* **Given records**:
|---|

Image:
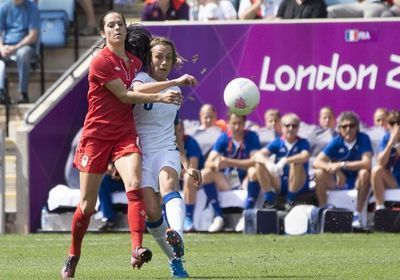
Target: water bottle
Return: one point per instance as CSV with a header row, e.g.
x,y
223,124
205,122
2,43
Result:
x,y
44,218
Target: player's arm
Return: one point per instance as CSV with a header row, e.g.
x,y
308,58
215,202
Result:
x,y
117,87
184,80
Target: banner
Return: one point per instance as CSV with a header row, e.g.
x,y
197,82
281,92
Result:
x,y
299,67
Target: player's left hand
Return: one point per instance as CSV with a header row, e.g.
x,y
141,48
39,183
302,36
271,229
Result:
x,y
196,175
186,80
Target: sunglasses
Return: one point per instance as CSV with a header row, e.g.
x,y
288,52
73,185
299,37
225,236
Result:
x,y
291,125
346,126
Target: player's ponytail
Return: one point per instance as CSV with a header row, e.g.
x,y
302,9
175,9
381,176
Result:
x,y
138,42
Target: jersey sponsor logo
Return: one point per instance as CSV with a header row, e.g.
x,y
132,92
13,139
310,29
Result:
x,y
84,160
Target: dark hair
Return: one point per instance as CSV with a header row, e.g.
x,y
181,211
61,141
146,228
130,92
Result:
x,y
138,41
177,60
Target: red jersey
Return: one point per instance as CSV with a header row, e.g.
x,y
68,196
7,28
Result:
x,y
108,118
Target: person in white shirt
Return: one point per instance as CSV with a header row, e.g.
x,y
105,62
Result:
x,y
162,152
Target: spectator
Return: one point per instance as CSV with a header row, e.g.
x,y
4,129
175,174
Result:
x,y
386,174
287,175
258,9
294,9
209,130
90,27
216,10
364,9
160,10
345,163
19,25
394,10
196,161
228,165
380,118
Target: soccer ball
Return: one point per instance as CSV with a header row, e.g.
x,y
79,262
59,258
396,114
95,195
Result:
x,y
242,96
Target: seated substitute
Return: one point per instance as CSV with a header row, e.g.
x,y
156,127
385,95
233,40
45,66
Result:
x,y
287,174
345,164
228,164
386,174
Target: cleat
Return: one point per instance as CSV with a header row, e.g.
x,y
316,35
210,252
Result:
x,y
188,225
68,270
240,225
177,269
140,256
216,225
175,240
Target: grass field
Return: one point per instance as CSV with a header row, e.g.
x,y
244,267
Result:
x,y
210,256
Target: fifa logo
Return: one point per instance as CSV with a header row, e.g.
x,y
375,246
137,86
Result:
x,y
354,35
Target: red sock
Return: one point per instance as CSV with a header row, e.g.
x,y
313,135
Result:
x,y
80,223
136,216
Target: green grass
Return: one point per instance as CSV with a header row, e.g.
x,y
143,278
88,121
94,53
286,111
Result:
x,y
210,256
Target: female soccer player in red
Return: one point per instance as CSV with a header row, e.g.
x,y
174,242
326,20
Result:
x,y
110,135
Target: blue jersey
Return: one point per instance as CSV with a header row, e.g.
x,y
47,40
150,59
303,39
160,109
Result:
x,y
226,147
279,149
336,150
192,149
394,160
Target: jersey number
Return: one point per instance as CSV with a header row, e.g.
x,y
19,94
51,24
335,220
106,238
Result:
x,y
148,106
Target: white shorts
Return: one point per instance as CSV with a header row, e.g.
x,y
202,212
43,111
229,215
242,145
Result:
x,y
152,163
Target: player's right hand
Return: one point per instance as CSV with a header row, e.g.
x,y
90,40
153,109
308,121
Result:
x,y
172,97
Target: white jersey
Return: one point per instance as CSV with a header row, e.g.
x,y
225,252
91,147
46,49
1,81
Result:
x,y
155,121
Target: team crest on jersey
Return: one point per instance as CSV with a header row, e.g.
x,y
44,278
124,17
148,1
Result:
x,y
84,160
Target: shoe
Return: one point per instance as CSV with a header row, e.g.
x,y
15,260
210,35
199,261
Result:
x,y
88,31
23,100
140,256
175,240
240,225
177,269
356,221
188,224
106,225
217,224
68,270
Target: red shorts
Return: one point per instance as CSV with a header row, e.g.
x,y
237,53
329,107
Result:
x,y
93,155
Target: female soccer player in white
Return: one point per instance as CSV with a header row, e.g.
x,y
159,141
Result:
x,y
161,164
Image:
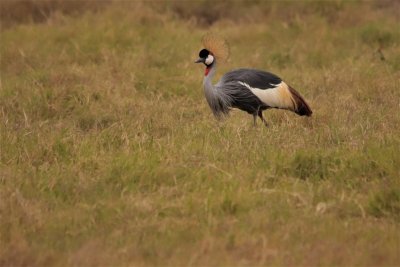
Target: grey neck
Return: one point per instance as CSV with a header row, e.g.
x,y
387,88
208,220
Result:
x,y
207,81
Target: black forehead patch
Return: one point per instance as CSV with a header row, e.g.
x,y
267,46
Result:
x,y
204,53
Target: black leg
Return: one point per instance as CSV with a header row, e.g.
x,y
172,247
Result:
x,y
254,118
262,118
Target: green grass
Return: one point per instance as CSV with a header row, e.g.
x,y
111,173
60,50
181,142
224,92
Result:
x,y
111,156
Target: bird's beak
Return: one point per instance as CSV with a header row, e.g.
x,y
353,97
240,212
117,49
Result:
x,y
200,60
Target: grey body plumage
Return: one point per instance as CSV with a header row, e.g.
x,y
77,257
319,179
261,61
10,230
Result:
x,y
249,90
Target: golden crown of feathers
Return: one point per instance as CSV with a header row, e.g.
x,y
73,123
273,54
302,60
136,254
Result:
x,y
217,45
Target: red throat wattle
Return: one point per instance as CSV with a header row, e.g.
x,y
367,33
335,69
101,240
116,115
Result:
x,y
207,71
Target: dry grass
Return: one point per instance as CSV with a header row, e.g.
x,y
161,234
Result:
x,y
110,155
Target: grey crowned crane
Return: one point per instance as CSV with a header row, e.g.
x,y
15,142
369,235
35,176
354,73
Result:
x,y
249,90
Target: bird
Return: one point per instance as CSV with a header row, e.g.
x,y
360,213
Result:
x,y
247,89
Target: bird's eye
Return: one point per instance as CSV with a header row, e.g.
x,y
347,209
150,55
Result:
x,y
204,53
209,59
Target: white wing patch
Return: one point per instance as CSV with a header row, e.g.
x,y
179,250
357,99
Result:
x,y
278,97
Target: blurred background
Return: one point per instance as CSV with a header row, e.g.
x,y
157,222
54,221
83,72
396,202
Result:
x,y
110,156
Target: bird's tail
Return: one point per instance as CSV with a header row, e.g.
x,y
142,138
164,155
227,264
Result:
x,y
300,105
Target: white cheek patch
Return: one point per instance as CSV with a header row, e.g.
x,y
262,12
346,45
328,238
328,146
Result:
x,y
209,59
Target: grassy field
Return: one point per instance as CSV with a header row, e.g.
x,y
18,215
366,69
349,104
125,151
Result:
x,y
110,155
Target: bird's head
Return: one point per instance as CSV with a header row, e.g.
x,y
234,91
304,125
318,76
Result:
x,y
205,57
215,48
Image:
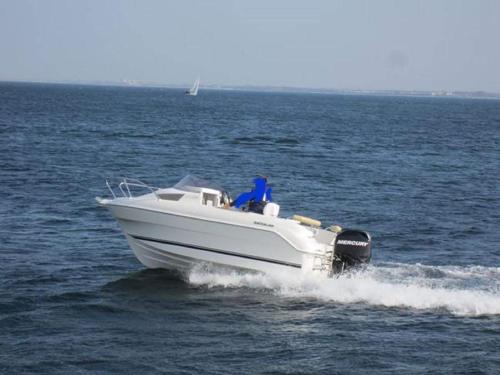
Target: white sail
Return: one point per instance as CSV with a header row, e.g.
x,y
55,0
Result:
x,y
193,91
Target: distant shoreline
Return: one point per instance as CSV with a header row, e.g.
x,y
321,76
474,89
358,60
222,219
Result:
x,y
281,89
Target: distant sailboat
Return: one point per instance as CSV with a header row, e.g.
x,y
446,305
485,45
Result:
x,y
193,91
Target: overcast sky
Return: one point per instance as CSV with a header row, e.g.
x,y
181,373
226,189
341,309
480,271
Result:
x,y
426,45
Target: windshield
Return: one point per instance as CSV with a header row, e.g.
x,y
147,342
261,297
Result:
x,y
194,183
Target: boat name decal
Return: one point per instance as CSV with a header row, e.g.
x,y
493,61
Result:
x,y
262,223
353,243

|---|

* **To do**:
Lines holding "jersey": please count them in the data above and reply with the number alone.

* **Problem solution**:
6